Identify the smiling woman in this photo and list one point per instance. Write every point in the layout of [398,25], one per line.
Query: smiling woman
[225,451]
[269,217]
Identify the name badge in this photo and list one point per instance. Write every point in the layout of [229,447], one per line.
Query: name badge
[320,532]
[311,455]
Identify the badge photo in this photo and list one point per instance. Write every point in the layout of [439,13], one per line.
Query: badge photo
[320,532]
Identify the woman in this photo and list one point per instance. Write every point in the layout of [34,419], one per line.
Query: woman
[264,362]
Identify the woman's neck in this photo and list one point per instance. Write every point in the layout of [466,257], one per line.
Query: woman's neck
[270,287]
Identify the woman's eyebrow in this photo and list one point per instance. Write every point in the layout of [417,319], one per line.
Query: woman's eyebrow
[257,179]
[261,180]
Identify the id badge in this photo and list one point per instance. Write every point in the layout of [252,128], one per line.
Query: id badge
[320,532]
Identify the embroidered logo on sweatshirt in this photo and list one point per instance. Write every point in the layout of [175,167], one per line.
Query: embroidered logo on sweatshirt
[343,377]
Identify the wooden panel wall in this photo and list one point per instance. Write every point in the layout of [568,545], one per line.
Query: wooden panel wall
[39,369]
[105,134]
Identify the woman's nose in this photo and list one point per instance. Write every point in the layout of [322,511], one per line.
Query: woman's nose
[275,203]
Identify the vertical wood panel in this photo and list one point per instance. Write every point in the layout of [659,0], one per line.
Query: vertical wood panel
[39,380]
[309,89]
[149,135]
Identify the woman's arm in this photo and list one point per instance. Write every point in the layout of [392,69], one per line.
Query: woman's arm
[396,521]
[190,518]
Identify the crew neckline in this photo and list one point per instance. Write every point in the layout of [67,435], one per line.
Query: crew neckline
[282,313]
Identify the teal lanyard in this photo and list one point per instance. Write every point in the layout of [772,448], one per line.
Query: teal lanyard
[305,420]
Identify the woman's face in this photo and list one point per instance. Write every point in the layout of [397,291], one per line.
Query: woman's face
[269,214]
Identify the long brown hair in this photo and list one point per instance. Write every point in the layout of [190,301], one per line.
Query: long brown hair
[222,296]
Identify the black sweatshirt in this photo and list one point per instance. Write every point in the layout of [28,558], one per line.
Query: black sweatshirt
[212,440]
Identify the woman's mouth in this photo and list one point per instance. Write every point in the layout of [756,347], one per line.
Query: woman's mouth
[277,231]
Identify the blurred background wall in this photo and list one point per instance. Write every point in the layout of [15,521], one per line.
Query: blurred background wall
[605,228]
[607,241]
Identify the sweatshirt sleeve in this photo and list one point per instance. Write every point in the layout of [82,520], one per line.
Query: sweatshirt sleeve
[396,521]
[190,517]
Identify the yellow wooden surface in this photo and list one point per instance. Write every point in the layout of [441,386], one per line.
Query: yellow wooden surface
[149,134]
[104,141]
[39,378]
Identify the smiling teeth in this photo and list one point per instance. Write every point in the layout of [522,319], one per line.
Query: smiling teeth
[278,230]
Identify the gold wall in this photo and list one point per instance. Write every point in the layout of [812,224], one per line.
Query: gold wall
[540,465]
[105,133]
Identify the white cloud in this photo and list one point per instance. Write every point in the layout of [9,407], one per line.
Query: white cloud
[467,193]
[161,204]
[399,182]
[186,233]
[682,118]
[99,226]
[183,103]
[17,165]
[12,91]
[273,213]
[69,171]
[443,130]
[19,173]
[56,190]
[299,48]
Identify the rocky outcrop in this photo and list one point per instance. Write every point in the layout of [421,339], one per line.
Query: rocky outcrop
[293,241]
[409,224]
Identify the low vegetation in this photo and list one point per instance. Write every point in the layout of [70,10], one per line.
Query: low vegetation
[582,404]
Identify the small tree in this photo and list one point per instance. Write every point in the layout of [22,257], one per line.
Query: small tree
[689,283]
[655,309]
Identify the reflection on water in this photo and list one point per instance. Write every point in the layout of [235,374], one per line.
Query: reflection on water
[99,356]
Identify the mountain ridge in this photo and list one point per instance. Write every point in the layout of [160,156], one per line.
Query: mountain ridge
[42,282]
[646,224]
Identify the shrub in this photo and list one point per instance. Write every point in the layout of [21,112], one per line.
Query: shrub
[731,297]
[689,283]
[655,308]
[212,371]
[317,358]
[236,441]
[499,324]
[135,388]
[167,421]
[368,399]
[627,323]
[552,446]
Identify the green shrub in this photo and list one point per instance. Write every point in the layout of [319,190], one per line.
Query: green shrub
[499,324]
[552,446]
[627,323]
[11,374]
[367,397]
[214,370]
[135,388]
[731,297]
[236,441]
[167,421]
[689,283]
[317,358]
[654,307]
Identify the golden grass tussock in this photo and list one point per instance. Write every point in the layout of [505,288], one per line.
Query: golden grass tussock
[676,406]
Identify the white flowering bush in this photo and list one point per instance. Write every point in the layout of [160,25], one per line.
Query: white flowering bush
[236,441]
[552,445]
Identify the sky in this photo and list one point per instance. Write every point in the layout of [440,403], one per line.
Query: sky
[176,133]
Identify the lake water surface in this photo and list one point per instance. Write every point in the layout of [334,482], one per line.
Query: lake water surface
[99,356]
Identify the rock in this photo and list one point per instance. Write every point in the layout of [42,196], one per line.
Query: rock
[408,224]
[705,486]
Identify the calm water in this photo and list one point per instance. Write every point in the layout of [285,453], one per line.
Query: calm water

- **WHAT YOU SHOULD DO**: Copy out every line of the entries from the one containing "Identify the lake" through the end. Add -57 to each number in the answer coordinates, and leave the bracketed layout samples unchanged.

- **RESPONSE TO THIS EXERCISE**:
Identify the lake water surface in this photo and list one point per instance. Write every point in the layout of [334,482], one per line.
Query: lake water surface
[42,299]
Identify the rock in this photo and list one point per instance. Write every point in the layout of [42,196], one per line.
Query: rock
[351,167]
[648,429]
Identify the calm water in this photo and list one point per instance. Write every point in the layout of [285,453], one per line.
Query: calm water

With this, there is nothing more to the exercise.